• PROBLEM DETAILS: According to the text about Manuel Coppola, which club did Messina loan him to in June 2005?

• DOCUMENT TEXT:
Manuel Coppola (born 11 May 1982) is an Italian former footballer who played as a midfielder.

Career

Early career
Born in Rome, Lazio, Coppola started his professional career at Tivoli. In January 2004 he was signed by Messina, but spent the remainder of the season in Brindisi. In July 2004 he was exchanged with Marco Zoro, who already on loan at Messina. Messina also retained the 50% registration rights.

Genoa
In June 2005, Messina bought back Coppola and loaned him to Genoa. Coppola won promotion back to Serie B in 2006. In mid-2006 Coppola joined Genoa outright for undisclosed fee, while Messina got Antonio Ghomsi for free, Daniele De Vezze and Massimo Minetti. He won promotion to Serie A in 2006–07 Serie B. Coppola did not included in the club plan for the 2007–08 Serie A, which he only played once.

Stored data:
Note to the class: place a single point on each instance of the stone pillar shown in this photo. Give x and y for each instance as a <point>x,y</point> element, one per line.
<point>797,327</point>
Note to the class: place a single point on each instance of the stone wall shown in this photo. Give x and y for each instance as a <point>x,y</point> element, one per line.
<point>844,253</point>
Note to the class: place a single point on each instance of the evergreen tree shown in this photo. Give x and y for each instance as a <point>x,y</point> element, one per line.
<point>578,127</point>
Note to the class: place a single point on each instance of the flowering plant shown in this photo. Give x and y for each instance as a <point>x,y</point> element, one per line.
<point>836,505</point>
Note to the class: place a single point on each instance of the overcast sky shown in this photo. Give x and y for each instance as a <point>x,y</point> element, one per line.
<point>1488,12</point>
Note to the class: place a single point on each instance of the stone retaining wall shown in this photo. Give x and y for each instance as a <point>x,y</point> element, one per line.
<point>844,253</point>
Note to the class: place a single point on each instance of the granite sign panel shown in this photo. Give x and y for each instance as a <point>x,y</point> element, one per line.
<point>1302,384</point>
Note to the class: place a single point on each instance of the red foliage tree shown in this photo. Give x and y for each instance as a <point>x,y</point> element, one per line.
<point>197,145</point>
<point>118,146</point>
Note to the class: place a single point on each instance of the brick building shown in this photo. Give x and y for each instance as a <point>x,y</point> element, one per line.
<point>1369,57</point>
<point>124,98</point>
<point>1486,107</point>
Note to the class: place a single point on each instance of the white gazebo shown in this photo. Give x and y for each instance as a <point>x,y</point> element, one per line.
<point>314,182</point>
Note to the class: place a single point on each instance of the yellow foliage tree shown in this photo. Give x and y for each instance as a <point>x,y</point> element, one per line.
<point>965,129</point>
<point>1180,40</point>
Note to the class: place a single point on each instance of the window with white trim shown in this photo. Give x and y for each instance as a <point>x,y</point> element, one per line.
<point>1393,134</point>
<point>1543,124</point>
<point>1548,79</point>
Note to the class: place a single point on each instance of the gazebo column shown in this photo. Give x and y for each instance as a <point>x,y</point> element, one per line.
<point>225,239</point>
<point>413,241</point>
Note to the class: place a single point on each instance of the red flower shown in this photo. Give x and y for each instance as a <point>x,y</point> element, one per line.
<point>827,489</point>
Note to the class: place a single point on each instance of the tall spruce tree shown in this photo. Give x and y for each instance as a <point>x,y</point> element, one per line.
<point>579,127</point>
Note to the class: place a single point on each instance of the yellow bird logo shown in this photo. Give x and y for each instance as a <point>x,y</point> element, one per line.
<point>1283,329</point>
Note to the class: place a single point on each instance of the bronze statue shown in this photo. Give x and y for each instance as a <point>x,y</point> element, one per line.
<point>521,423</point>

• WORKED ANSWER: Genoa